### TASK
Write out the whole listing exactly.

-- Opening Marker --

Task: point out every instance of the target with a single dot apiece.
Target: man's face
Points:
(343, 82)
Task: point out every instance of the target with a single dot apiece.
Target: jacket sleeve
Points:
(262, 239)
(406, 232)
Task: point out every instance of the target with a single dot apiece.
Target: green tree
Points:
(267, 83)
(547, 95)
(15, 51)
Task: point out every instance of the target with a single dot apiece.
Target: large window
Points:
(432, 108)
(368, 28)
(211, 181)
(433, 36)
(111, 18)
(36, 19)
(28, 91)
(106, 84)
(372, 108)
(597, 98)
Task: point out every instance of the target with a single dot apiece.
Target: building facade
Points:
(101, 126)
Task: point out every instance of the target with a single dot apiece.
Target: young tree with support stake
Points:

-- Closing Marker --

### SOLUTION FOR THIS EXERCISE
Task: point out every instance of the target with a single dot apiece.
Target: man's face
Points:
(343, 82)
Task: point out every instance of the target with a single dot apiece.
Target: jacket sleeve
Points:
(262, 239)
(406, 232)
Task: point out every instance of the target with a single dot apiece.
Target: green tree
Points:
(267, 83)
(547, 95)
(15, 51)
Task: point out every instance of the target with a single dot apiece.
Target: large window
Points:
(432, 108)
(368, 28)
(211, 181)
(433, 36)
(111, 18)
(36, 19)
(28, 91)
(106, 84)
(372, 108)
(597, 98)
Task: point out every instance of the target with a single dot apiece.
Target: building facade
Points:
(101, 126)
Task: point out every instance of the target with a single dot apiece.
Target: young tree with support stake
Points:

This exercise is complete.